▶ Given request
Pull out every line in the material below that contains the string "stool". Matching is case-sensitive.

====

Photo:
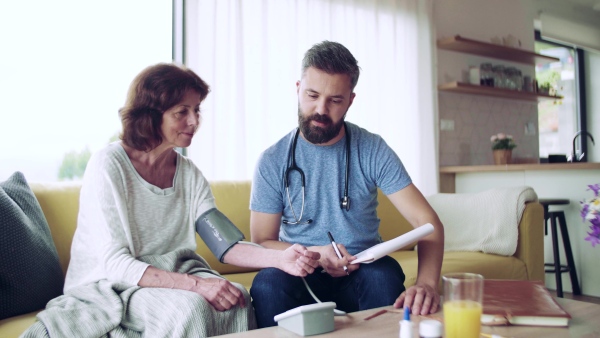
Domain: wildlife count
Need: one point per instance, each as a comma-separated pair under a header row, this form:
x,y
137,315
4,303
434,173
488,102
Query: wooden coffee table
x,y
585,323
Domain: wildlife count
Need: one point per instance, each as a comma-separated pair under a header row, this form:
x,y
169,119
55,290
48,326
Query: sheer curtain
x,y
250,53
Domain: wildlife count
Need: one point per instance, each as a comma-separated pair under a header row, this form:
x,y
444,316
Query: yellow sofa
x,y
60,203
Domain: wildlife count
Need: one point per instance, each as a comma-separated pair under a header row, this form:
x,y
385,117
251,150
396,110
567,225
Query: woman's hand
x,y
422,299
299,261
220,293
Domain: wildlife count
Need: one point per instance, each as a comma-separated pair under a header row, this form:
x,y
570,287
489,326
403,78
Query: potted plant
x,y
502,145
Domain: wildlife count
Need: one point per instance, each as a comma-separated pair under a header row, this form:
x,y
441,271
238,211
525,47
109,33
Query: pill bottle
x,y
430,329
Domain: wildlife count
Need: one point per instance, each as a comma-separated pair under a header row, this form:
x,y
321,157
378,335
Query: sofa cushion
x,y
486,221
30,274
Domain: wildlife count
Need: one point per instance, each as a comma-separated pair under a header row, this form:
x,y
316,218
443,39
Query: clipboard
x,y
375,252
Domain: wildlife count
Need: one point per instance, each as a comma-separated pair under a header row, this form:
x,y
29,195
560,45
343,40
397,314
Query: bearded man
x,y
322,178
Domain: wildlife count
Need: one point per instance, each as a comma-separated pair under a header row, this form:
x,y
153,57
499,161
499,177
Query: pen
x,y
337,251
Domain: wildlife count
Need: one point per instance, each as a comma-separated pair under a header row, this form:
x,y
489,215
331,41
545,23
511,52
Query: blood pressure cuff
x,y
218,232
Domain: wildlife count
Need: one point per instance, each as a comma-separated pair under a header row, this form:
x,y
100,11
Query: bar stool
x,y
555,267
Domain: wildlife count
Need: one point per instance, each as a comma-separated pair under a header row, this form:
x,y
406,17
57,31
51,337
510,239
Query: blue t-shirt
x,y
372,164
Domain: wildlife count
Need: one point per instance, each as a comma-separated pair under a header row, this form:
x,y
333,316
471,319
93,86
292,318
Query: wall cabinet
x,y
463,45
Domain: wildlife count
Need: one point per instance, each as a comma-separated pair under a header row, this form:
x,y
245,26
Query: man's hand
x,y
421,298
332,264
299,261
220,293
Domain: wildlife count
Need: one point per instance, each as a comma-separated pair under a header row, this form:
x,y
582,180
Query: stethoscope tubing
x,y
344,202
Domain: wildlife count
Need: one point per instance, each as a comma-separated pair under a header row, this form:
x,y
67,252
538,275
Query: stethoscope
x,y
344,202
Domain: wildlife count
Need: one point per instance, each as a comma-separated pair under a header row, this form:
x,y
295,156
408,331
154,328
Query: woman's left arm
x,y
423,297
295,260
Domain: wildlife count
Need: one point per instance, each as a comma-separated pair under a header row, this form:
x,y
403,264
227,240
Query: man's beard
x,y
318,135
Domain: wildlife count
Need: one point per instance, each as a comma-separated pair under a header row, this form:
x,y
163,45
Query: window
x,y
559,120
65,69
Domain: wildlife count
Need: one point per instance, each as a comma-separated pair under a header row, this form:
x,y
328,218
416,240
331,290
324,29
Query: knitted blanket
x,y
487,221
110,309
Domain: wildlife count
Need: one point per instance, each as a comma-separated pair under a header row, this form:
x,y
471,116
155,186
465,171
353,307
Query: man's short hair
x,y
332,58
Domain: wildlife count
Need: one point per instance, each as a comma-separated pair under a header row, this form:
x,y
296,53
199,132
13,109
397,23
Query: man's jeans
x,y
372,285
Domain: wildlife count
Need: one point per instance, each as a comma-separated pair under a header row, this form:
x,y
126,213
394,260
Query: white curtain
x,y
250,52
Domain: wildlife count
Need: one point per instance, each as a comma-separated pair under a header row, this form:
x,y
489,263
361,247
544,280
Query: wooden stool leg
x,y
556,253
568,253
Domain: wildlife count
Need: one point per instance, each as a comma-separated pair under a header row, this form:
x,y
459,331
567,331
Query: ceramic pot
x,y
502,156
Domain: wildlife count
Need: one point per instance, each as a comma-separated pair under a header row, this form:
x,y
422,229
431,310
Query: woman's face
x,y
180,122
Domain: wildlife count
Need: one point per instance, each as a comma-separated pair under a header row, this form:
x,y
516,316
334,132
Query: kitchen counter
x,y
448,174
520,167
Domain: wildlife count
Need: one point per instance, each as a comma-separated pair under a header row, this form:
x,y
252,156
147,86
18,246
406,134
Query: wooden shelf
x,y
466,88
459,44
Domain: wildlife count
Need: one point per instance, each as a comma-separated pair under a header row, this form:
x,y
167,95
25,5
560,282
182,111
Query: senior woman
x,y
133,269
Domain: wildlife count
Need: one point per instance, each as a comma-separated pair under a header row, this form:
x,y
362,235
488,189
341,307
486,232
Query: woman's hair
x,y
152,92
332,58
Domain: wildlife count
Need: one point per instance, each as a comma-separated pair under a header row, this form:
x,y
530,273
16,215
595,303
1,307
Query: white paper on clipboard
x,y
377,251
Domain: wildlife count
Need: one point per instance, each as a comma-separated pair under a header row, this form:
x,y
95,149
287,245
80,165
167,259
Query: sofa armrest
x,y
530,245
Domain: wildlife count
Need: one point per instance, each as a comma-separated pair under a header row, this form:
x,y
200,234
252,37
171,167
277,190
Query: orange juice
x,y
462,319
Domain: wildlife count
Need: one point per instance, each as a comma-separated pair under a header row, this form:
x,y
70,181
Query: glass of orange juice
x,y
463,295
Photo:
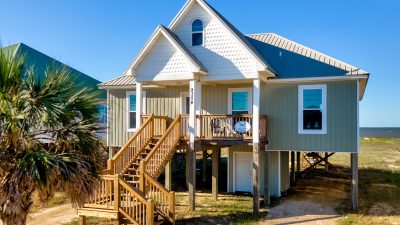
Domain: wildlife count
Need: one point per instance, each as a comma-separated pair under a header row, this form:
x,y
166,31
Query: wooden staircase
x,y
130,192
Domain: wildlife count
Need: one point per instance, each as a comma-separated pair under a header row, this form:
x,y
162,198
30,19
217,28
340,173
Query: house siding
x,y
221,53
282,109
275,170
163,62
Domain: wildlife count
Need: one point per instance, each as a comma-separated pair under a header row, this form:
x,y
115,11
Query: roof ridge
x,y
342,65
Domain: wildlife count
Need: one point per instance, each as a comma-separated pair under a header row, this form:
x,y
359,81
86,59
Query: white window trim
x,y
301,89
250,102
196,32
128,93
183,101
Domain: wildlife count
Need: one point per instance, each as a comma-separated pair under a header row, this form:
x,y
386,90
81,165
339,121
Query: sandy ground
x,y
312,201
53,216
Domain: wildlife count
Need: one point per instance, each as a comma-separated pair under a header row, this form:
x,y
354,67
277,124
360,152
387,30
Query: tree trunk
x,y
15,206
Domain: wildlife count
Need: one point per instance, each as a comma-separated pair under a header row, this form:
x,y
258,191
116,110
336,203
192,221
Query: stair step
x,y
132,176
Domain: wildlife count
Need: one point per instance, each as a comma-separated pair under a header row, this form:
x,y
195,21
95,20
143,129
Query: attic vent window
x,y
197,32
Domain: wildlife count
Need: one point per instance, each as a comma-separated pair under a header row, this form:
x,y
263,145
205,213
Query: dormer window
x,y
197,32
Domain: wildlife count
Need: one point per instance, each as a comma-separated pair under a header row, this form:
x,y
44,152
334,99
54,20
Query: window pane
x,y
240,101
197,39
312,99
187,105
312,120
197,25
239,112
132,103
132,120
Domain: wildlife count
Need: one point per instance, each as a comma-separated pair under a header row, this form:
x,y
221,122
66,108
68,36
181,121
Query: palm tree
x,y
48,138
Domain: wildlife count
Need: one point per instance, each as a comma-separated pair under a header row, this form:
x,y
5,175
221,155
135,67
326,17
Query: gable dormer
x,y
223,49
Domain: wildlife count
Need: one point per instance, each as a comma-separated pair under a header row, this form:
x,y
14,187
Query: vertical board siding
x,y
282,109
215,98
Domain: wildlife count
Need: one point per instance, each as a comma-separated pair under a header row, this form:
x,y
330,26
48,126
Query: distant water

====

▶ Finished answer
Query: bar stool
Query: wooden stool leg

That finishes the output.